### Data section

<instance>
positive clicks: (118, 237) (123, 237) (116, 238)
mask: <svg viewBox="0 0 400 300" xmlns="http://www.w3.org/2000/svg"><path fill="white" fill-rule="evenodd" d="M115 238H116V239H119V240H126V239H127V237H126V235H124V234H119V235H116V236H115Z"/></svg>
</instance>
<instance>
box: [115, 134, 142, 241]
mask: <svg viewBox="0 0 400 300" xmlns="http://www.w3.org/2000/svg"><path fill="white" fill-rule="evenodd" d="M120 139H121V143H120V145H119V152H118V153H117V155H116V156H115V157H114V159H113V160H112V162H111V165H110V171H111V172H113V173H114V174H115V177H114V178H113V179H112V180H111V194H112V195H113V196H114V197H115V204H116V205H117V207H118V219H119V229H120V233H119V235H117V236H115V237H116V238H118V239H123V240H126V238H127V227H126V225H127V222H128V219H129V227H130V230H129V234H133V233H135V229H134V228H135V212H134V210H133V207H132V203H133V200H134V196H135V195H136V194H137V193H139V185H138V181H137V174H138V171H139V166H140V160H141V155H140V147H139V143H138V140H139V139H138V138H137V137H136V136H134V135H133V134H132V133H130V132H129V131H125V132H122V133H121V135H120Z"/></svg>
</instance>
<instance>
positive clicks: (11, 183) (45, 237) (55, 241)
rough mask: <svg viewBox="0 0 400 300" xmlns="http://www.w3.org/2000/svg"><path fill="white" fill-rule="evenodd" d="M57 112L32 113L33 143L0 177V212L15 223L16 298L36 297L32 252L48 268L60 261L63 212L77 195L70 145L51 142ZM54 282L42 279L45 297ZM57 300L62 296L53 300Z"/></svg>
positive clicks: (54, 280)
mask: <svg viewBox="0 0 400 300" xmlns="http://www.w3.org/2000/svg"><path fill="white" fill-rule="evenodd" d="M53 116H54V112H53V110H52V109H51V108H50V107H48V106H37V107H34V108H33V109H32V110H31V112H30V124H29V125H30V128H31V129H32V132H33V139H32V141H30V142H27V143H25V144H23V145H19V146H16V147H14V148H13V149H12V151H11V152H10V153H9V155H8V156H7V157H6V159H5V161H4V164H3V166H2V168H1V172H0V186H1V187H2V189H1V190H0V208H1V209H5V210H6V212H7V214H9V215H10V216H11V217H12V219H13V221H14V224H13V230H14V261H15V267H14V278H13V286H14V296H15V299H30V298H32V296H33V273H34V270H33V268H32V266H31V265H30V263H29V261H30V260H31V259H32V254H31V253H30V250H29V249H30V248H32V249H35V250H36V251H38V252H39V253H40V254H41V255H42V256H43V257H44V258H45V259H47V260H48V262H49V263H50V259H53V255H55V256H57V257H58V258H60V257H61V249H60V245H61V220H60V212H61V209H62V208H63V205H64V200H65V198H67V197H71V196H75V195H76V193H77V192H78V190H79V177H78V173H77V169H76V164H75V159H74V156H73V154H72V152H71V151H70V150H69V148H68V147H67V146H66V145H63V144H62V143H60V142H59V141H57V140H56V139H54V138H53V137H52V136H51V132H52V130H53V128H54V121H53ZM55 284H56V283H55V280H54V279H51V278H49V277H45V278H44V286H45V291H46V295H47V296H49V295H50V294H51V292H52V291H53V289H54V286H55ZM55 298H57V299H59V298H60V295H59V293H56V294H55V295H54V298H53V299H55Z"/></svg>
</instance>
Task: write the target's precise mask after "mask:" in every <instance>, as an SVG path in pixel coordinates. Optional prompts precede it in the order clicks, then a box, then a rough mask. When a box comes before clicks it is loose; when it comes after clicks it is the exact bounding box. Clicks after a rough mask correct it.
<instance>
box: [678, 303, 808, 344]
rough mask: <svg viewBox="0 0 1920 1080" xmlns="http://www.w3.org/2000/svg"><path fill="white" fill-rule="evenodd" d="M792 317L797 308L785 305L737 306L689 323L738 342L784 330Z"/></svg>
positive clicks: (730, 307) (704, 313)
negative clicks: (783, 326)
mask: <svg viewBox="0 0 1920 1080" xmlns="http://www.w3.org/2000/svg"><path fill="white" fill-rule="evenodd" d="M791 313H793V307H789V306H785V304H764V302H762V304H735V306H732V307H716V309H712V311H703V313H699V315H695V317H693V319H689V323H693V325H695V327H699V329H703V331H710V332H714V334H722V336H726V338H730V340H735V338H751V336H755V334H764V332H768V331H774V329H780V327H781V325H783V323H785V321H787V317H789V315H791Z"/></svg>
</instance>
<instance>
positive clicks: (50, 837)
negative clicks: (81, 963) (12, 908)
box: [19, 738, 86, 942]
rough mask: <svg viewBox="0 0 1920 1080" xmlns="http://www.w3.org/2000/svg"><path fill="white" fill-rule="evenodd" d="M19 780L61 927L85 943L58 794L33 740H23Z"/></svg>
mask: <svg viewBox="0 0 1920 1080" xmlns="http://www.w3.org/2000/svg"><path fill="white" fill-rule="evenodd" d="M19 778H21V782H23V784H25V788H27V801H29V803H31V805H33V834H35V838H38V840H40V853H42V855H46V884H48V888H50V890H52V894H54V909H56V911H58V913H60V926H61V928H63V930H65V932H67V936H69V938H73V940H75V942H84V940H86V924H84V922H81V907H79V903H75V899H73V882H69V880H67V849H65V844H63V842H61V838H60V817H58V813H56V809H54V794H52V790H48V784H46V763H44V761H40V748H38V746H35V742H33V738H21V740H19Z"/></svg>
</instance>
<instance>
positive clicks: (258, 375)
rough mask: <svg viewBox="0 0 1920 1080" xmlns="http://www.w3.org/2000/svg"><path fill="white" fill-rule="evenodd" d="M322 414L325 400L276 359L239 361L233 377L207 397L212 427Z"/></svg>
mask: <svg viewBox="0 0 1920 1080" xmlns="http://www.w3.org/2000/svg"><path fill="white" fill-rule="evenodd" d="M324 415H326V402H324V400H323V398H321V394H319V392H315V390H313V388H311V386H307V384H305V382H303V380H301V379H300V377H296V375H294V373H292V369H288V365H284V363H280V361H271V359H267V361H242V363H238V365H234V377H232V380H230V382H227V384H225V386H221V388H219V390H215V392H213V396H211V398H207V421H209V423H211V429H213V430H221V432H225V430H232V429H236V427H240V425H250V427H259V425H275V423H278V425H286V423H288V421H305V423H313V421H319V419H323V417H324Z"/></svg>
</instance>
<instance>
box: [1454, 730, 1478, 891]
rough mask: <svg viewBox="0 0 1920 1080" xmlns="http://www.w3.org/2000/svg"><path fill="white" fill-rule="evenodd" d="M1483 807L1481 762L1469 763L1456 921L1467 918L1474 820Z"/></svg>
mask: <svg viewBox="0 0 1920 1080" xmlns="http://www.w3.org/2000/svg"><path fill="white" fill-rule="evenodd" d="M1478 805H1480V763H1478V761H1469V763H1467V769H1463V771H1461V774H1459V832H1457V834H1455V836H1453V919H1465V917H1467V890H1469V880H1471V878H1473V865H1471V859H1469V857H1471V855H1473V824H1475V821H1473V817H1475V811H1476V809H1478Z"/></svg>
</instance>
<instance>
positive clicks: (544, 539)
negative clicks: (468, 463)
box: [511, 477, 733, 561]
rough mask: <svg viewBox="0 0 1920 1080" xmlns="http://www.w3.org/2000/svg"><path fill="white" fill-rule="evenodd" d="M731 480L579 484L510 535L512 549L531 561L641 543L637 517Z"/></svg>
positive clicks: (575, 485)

######

### Exercise brief
When you reach the line containing "negative clicks: (81, 963) (12, 908)" in the data above, start copying exactly, and stop after the line containing "box: [511, 477, 733, 561]".

### Solution to this exercise
negative clicks: (81, 963) (12, 908)
box: [19, 738, 86, 942]
rough mask: <svg viewBox="0 0 1920 1080" xmlns="http://www.w3.org/2000/svg"><path fill="white" fill-rule="evenodd" d="M19 780L61 927L85 943L58 794L33 740H23Z"/></svg>
mask: <svg viewBox="0 0 1920 1080" xmlns="http://www.w3.org/2000/svg"><path fill="white" fill-rule="evenodd" d="M19 778H21V782H23V784H25V788H27V801H29V803H31V805H33V834H35V838H38V840H40V853H42V855H46V884H48V888H50V890H52V894H54V909H56V911H58V913H60V926H61V928H63V930H65V932H67V936H69V938H73V940H75V942H84V940H86V924H84V922H81V907H79V903H75V899H73V882H69V880H67V849H65V844H63V842H61V838H60V817H58V813H56V809H54V794H52V790H48V784H46V763H44V761H40V748H38V746H35V742H33V738H21V740H19Z"/></svg>
</instance>
<instance>
positive clicks: (258, 375)
rough mask: <svg viewBox="0 0 1920 1080" xmlns="http://www.w3.org/2000/svg"><path fill="white" fill-rule="evenodd" d="M322 414L325 400L276 359L239 361L233 377L207 397L212 427Z"/></svg>
mask: <svg viewBox="0 0 1920 1080" xmlns="http://www.w3.org/2000/svg"><path fill="white" fill-rule="evenodd" d="M324 415H326V402H324V400H323V398H321V394H319V392H315V390H313V388H311V386H307V384H305V382H303V380H301V379H300V377H296V375H294V373H292V369H288V365H284V363H280V361H271V359H267V361H242V363H238V365H234V377H232V380H230V382H227V384H225V386H221V388H219V390H215V392H213V396H211V398H207V421H209V423H211V429H213V430H221V432H225V430H232V429H236V427H240V425H250V427H259V425H275V423H278V425H286V423H288V421H305V423H313V421H319V419H323V417H324Z"/></svg>
</instance>
<instance>
box: [1454, 730, 1478, 891]
rough mask: <svg viewBox="0 0 1920 1080" xmlns="http://www.w3.org/2000/svg"><path fill="white" fill-rule="evenodd" d="M1483 807L1481 762L1469 763L1456 921L1467 918L1474 820Z"/></svg>
mask: <svg viewBox="0 0 1920 1080" xmlns="http://www.w3.org/2000/svg"><path fill="white" fill-rule="evenodd" d="M1478 805H1480V763H1478V761H1469V763H1467V769H1463V771H1461V774H1459V832H1457V834H1455V836H1453V919H1465V917H1467V890H1469V880H1471V878H1473V865H1471V859H1469V857H1471V855H1473V824H1475V821H1473V817H1475V811H1476V809H1478Z"/></svg>
</instance>
<instance>
positive clicks: (544, 539)
negative clicks: (468, 463)
box: [511, 477, 733, 561]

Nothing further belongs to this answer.